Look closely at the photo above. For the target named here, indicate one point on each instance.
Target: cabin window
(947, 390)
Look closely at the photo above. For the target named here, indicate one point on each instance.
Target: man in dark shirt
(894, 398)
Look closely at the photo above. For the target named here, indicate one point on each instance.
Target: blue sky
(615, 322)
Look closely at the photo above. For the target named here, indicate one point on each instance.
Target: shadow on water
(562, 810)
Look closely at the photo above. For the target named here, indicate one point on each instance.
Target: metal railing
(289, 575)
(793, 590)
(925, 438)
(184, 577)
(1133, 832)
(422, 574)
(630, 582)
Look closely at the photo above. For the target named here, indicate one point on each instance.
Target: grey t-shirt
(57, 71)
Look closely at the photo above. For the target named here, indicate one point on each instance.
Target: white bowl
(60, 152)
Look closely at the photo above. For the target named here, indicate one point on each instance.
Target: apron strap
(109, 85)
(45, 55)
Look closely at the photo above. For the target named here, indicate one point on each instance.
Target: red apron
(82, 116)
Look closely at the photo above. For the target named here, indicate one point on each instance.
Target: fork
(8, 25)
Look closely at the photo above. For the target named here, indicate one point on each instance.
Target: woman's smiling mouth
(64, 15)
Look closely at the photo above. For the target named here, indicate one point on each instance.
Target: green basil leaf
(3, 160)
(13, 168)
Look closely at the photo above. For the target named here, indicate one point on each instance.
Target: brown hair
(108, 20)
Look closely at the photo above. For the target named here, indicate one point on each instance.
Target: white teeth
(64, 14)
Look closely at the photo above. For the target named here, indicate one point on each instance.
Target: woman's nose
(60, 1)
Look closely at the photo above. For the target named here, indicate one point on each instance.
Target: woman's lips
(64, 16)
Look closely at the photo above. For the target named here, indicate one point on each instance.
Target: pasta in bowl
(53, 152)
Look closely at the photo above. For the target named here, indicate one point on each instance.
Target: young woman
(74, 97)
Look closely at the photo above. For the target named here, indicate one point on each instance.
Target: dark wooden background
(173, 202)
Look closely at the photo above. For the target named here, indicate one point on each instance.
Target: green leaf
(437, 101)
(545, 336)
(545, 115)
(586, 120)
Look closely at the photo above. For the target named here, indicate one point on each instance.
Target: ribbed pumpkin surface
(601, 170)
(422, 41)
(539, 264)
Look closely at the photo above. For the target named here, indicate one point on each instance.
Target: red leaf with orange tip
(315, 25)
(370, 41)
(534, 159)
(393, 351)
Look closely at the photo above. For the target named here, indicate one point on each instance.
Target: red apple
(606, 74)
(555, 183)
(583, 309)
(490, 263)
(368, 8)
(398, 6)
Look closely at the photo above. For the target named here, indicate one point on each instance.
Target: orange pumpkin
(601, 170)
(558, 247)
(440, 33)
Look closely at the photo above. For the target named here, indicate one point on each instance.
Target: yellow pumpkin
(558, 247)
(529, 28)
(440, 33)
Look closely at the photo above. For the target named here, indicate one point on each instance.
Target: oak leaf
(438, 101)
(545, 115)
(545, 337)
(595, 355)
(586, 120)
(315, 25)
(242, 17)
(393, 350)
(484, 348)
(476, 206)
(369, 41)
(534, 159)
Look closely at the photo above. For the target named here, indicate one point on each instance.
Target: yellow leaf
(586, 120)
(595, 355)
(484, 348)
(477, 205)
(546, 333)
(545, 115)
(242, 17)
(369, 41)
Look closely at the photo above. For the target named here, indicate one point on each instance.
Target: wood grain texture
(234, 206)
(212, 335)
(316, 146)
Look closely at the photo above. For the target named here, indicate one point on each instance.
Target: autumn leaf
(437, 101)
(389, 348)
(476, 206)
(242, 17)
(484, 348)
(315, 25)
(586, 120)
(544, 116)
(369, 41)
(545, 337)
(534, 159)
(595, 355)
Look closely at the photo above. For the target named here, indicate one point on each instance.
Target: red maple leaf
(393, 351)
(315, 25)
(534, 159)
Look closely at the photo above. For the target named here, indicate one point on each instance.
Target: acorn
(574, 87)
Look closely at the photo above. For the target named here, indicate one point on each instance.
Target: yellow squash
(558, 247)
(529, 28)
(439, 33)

» AIM OF THE EXERCISE:
An exact copy of the entire material is required.

» OUTPUT:
Look closely at the photo above. For the target named here, indicate one point on each instance.
Target: cabin window
(947, 390)
Look closely at the photo above. For the target named here, indicate one point on each instance.
Target: man in dark shirt
(894, 398)
Look closely at the photo above. For the target named here, indicate one point on each instance.
Target: blue sky
(615, 322)
Look closely at the photo above. For the target named here, indicate one point on each instance.
Target: shadow on water
(562, 810)
Look closely at the photo above. For the target named here, indicate one point on each instance.
Target: metal railing
(289, 575)
(793, 590)
(925, 438)
(184, 577)
(1133, 832)
(422, 574)
(630, 582)
Look closely at the photo above. For the target named here, indicate one point on each instance.
Target: grey t-shirt
(57, 71)
Look closely at the photo above. For the target named here, indicate one point on each instance.
Target: white bowl
(60, 152)
Look closely at the photo above. For the target named here, indicate one point on each instance.
Target: apron strap
(109, 85)
(45, 55)
Look closely at the photo above. For the target named here, indicate one point on each instance.
Target: red apron
(82, 116)
Look closely at the photo above. For the target named here, indicate one point on each instance.
Target: fork
(8, 25)
Look closely at the photo above. For the target named here, indicate one point on each instance.
Target: woman's smiling mouth
(64, 15)
Look closely at the photo above. For the target named here, indicate one point on each instance.
Target: green basil leaf
(3, 160)
(13, 168)
Look closely at the photo above. For the target named here, indicate one point on each instance.
Target: brown hair
(108, 20)
Look closely at the photo above. For the target named here, indicate one point on each instance.
Target: white teeth
(64, 14)
Look closely at the photo above. For the target named here, indicate one point on each instance.
Target: woman's nose
(60, 1)
Look closely at the photo above. For the target named here, indicate one point on each instance.
Target: woman's lips
(64, 16)
Look closely at the photo above. For the target named here, indicate one point on each instance.
Target: pasta in bowl
(53, 152)
Look closely at the photo above. For the target named here, indicate one point on each instance.
Target: young woman
(74, 97)
Look closely at the photo above. For the target named here, indicate one point on each instance.
Target: dark wooden background
(173, 202)
Look closely at the photo above. For the target named here, indicate one point on each instance.
Target: green leaf
(437, 101)
(545, 336)
(545, 115)
(586, 120)
Look closely at the photo above. For the target named here, indicate one point on each instance.
Target: ribbed pumpkin surface
(601, 170)
(422, 41)
(539, 264)
Look closely at the photo above. For the target named here, indicate one point on each instance.
Target: red leaf with orange tip
(315, 25)
(370, 41)
(534, 159)
(393, 351)
Look closely at the photo above. For the target named here, indicate one point on each instance.
Target: red apple
(606, 74)
(555, 183)
(583, 309)
(490, 263)
(368, 8)
(398, 6)
Look closely at the photo above. For the target named here, indicate one point on each instance.
Target: orange pumpkin
(601, 170)
(558, 247)
(440, 33)
Look closely at the photo above. For the target named here, indicate one point on each instance.
Target: yellow pumpkin
(558, 247)
(529, 28)
(440, 33)
Look closely at the photo above. For the target named here, indicate one point on each instance.
Target: oak leaf
(438, 101)
(545, 115)
(545, 337)
(595, 355)
(586, 120)
(315, 25)
(242, 17)
(393, 350)
(484, 348)
(476, 206)
(369, 41)
(534, 159)
Look closely at the photo above. For the target named here, indicate one point on each instance.
Target: yellow leaf
(586, 120)
(595, 355)
(484, 348)
(477, 205)
(546, 333)
(545, 115)
(242, 17)
(369, 41)
Look closely at the photo above. For the target named here, indicate one point on each instance.
Target: wood grain texture
(234, 206)
(212, 335)
(316, 146)
Look closely at the photo above. For the target named here, indicate one point on each instance.
Target: autumn leaf
(437, 101)
(389, 348)
(476, 206)
(242, 17)
(484, 348)
(315, 25)
(586, 120)
(544, 116)
(369, 41)
(545, 337)
(534, 159)
(595, 355)
Look closely at the photo above. For the target named here, indicate one point on each instance.
Target: red maple leaf
(393, 351)
(315, 25)
(534, 159)
Look closely at the photo above. For the target named here, indicate one point on each instance.
Target: acorn
(574, 87)
Look closely at the photo above. For the target named here, indicate one point on each instance.
Target: yellow squash
(558, 247)
(529, 28)
(439, 33)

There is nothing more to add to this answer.